### Records shown
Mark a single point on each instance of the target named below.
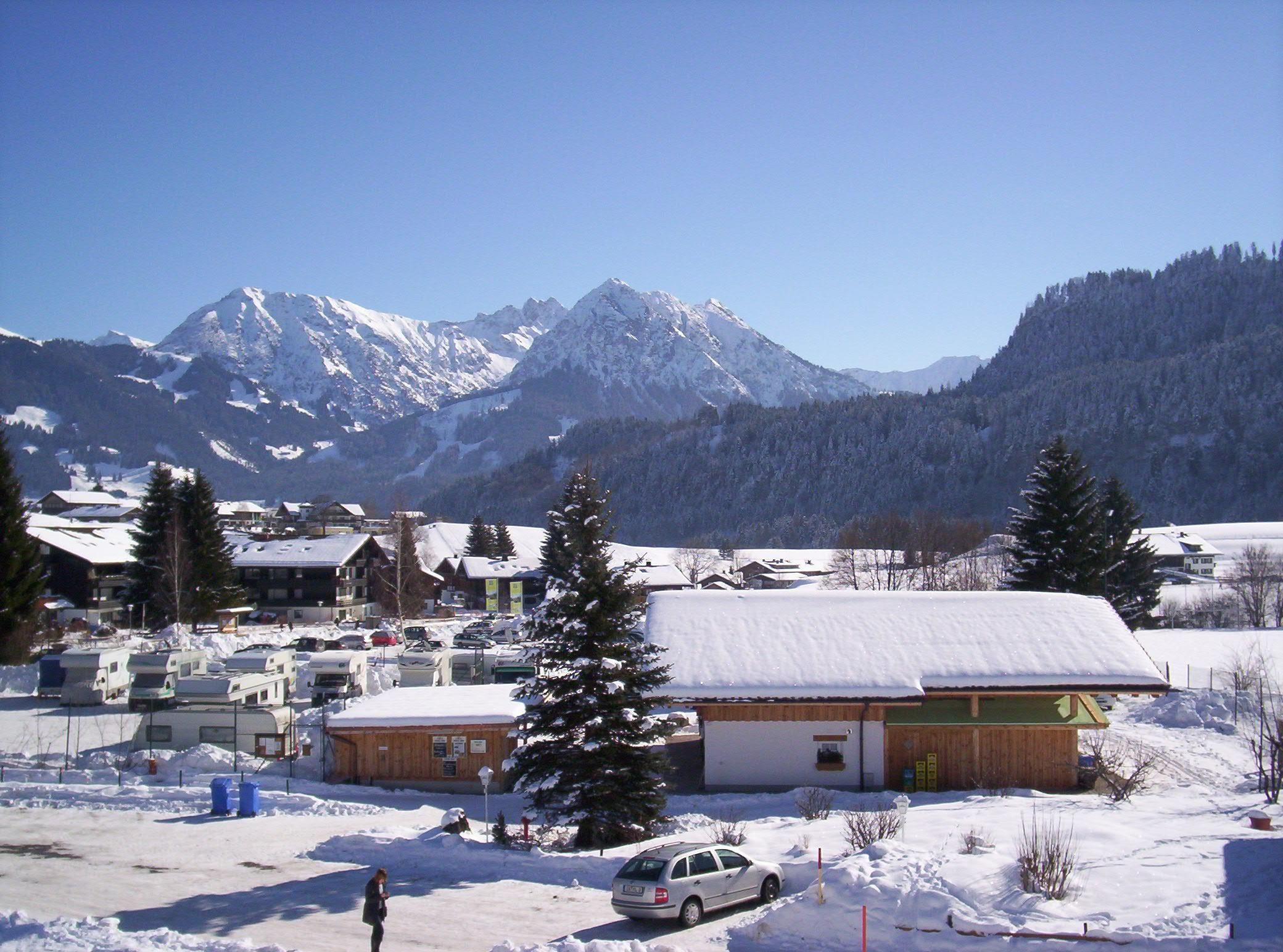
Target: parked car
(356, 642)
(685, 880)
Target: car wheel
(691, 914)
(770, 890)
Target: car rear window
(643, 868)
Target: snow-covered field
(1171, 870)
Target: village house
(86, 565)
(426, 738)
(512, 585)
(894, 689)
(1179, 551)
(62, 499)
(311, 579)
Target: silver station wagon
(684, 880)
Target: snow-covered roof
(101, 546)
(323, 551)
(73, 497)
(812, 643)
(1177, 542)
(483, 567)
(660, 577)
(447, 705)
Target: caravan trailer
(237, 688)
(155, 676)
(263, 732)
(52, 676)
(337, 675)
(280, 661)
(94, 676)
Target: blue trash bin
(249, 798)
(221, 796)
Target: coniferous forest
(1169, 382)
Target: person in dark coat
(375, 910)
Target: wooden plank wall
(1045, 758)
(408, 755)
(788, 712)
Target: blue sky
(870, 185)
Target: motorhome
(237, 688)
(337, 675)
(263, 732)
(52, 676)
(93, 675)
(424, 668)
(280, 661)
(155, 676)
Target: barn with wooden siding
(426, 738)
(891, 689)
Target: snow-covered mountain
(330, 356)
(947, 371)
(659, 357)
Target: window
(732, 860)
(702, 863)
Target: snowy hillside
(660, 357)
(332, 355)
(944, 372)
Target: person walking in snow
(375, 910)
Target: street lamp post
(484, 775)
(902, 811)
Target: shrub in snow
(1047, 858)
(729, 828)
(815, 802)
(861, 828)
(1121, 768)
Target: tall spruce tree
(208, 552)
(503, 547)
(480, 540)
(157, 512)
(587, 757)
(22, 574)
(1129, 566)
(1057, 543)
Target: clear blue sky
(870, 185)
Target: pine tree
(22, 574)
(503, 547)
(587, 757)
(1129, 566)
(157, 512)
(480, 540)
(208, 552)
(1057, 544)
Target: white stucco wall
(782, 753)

### Requirement
Give all the entries again exactly, dropping each picture.

### Exercise answer
Mark a single point on each instance of the target named below.
Target: parked car
(356, 642)
(685, 880)
Target: car wheel
(691, 914)
(770, 890)
Target: car rear window
(643, 868)
Target: snow-covered field
(1171, 870)
Target: village house
(86, 565)
(426, 738)
(512, 585)
(894, 689)
(1179, 551)
(62, 499)
(311, 579)
Target: silver station wagon
(684, 880)
Target: snow-covered roof
(101, 546)
(323, 551)
(73, 497)
(812, 643)
(1177, 542)
(483, 567)
(660, 577)
(447, 705)
Target: caravan trailer
(237, 688)
(155, 676)
(263, 732)
(52, 676)
(337, 675)
(280, 661)
(94, 676)
Target: blue trash bin
(249, 798)
(221, 796)
Target: coniferous forest
(1169, 382)
Target: person in dark coat
(375, 910)
Target: wooden plank wall
(1045, 758)
(408, 755)
(788, 712)
Target: blue sky
(870, 185)
Target: motorhome
(237, 688)
(337, 675)
(263, 732)
(52, 676)
(93, 675)
(424, 668)
(280, 661)
(155, 676)
Target: barn with wooden siding
(426, 738)
(891, 689)
Target: snow-covered mountain
(330, 356)
(947, 371)
(659, 357)
Target: window
(732, 860)
(702, 863)
Target: snowy hillside
(660, 357)
(332, 355)
(944, 372)
Target: person walking in snow
(375, 910)
Target: street lamp post
(484, 775)
(902, 811)
Target: shrub in snow
(1047, 858)
(729, 828)
(815, 802)
(861, 828)
(1121, 768)
Target: tall spruce tree
(208, 552)
(503, 547)
(480, 540)
(157, 512)
(587, 757)
(22, 574)
(1129, 566)
(1057, 543)
Target: clear blue sky
(870, 185)
Target: pine tree
(22, 574)
(503, 547)
(587, 757)
(1129, 566)
(157, 512)
(480, 540)
(208, 552)
(1057, 544)
Target: white stucco wall
(782, 753)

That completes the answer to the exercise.